AUFGABEN
1. Beantworte anhand des Textes zur Beschwerde an das BMASK diese Fragen:
(a) An welches Bundesministerium wurde die Beschwerde Anfang Jänner geschickt?
(b) Was teilt der Nachtrag vom 14.8.2013 mit?
(c) Wie wird der Schamanismus im letzten Absatz beschrieben?
2. Schreibe den Text zur Beschwerde an das BMASK im Anschluss an seinen letzten Satz weiter.

ZITIERTER TEXT
Die folgende Beschwerde (inklusive neun Dokumente, die hier ausgelassen werden) schickte eine kritische Grazer Konsumentin Anfang Jänner an das Bundesministerium für Arbeit, Soziales und Konsumentenschutz (BMASK). Die GkD schließt sich vollinhaltlich an und veröffentlicht die Beschwerde hier als “offenen Brief”. Das BMASK hat mitgeteilt, dass es die Beschwerde prüft und sobald wie möglich antworten wird. Wir werden die Antwort des BMASK ebenfalls in diesem Blog veröffentlichen.
Ulrich Berger
Nachtrag vom 14.8.2013: Das BMASK hat schlussendlich in unserem Sinne reagiert.
Sehr geehrte Damen und Herren des Konsumentenschutzes!
Hierzulande treibt der Schamanismus, ein religiöses Lebenskonzept der Naturvölker, seltsame Blüten bei der Ausbildung der Lebens- und Sozialberater. Dass dabei auch Gesetze gebrochen und die mannigfachen Interessenslagen von Konsumenten missachtet werden, wird jedoch gerne verschwiegen.

Annotationsdaten zur Objekterkennung
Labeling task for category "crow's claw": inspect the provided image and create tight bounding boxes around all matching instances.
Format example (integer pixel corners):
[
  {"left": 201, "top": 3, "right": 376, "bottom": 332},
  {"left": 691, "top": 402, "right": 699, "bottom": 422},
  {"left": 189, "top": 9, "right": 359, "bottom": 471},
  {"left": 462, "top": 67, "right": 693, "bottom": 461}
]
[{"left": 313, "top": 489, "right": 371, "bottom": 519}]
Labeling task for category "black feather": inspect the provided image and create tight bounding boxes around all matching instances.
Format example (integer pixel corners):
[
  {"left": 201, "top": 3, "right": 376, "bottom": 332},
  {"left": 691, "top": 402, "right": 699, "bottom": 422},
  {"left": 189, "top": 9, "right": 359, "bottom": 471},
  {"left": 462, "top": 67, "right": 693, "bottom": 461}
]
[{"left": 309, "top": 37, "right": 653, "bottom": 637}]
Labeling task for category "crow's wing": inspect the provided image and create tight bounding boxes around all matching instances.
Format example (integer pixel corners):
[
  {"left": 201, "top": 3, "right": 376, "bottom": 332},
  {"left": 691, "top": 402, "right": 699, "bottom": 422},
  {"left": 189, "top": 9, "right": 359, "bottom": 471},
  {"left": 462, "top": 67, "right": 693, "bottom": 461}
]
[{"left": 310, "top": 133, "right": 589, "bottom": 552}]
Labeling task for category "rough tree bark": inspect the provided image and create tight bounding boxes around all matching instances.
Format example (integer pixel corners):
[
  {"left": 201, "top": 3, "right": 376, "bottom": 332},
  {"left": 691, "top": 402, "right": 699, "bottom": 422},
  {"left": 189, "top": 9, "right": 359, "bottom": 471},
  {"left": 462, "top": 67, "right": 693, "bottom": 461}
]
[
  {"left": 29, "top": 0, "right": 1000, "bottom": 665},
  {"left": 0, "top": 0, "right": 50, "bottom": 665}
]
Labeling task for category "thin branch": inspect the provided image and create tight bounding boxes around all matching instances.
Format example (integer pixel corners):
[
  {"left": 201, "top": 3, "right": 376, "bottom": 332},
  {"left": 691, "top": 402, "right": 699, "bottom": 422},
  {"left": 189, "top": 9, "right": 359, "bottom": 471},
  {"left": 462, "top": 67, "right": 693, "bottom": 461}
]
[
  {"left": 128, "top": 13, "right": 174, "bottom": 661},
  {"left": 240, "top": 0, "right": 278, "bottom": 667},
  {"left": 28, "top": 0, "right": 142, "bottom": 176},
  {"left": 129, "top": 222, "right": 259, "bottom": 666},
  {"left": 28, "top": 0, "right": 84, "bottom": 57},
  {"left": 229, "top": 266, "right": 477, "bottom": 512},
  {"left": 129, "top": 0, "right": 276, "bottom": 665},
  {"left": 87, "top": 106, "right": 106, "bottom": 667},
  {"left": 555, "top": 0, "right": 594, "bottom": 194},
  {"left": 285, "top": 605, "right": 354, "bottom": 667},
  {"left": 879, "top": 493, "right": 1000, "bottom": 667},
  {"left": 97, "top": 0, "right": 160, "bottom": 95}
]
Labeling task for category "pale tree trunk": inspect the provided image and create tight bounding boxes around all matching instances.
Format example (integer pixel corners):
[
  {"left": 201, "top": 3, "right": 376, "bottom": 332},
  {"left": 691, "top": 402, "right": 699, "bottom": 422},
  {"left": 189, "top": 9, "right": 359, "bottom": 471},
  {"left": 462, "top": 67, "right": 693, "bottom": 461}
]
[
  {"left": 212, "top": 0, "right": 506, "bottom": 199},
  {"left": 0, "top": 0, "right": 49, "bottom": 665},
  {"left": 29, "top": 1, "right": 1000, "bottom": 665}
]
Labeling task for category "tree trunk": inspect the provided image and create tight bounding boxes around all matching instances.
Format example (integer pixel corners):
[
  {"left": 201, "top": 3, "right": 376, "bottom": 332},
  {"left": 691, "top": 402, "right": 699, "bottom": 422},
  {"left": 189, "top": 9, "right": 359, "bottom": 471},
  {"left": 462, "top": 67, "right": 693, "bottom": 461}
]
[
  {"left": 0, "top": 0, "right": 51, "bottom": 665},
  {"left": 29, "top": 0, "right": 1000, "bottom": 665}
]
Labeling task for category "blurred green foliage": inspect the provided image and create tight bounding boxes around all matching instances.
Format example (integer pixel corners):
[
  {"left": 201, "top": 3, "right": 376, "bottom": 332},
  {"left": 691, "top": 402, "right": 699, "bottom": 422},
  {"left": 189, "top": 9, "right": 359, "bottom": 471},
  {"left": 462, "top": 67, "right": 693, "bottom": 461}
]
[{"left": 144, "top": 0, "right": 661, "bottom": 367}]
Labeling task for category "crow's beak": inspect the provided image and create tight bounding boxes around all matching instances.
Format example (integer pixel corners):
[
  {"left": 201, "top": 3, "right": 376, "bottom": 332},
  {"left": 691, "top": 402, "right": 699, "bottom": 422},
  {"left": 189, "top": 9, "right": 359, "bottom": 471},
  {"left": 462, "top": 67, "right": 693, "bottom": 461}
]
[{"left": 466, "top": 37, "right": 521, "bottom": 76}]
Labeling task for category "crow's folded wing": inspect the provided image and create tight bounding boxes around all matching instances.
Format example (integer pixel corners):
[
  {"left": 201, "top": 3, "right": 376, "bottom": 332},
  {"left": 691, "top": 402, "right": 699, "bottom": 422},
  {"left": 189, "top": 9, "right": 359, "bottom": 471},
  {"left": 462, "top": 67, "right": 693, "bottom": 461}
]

LÖSUNGEN
1.
(a) An das Bundesministerium für Arbeit, Soziales und Konsumentenschutz (BMASK).
(b) Das BMASK hat schlussendlich im Sinne der GkD reagiert.
(c) Als ein religiöses Lebenskonzept der Naturvölker.

2.
Um diesen offenkundigen Missstand aufzuzeigen, wende ich mich als Konsumentin an die Sektion Konsumentenschutz im Bundesministerium für Arbeit, Soziales und Konsumentenschutz mit der begründeten Beschwerde, die ich erstens mit den nachfolgenden rechtlichen Bestimmungen untermauere und in der ich zweitens anhand einer Homepage den vorliegenden Sachverhalt konkretisieren kann.
Es dürfte bekannt sein, dass die Ausübung der Tätigkeit des Lebens- und Sozialberaters in Österreich ein “gebundenes bewilligungspflichtiges” Gewerbe ist, das 2002 in ein “reglementiertes” Gewerbe umgewandelt wurde. Von meinem rechtlichen Standpunkt aus gesehen sind die folgenden gesetzlichen Regelungen heranzuziehen (siehe Anlage):
– Gewerbeordnung §119 (2002)
– Bundesgesetzblatt BGBl. II Nr. 140/2003 Änderung 2006
Für die Genehmigung eines Lehrgangs hat lt. Gewerbeordnung § 119 Abs. 5 der Fachverband des Allgemeinen Gewerbes eine Zertifizierungsstelle einzurichten. Die Genehmigung ist lt. Gewerbeordnung § 119 Abs. 5 Z 3 auf Antrag zu erteilen, wenn das Ausbildungscurriculum die vorgeschriebenen Lehrinhalte aufweist. Und diese vorgeschriebenen Lehrinhalte ergeben sich aus dem BGBl II Nr. 140/2003 und 2006: Für den Lehrgang der Lebens- und Sozialberatung werden im § 5 Abs. 3 die Gegenstände des Lehrganges einschließlich der im betreffenden Gegenstand zu behandelnden Themen und die Mindestanzahl von Stunden festgelegt.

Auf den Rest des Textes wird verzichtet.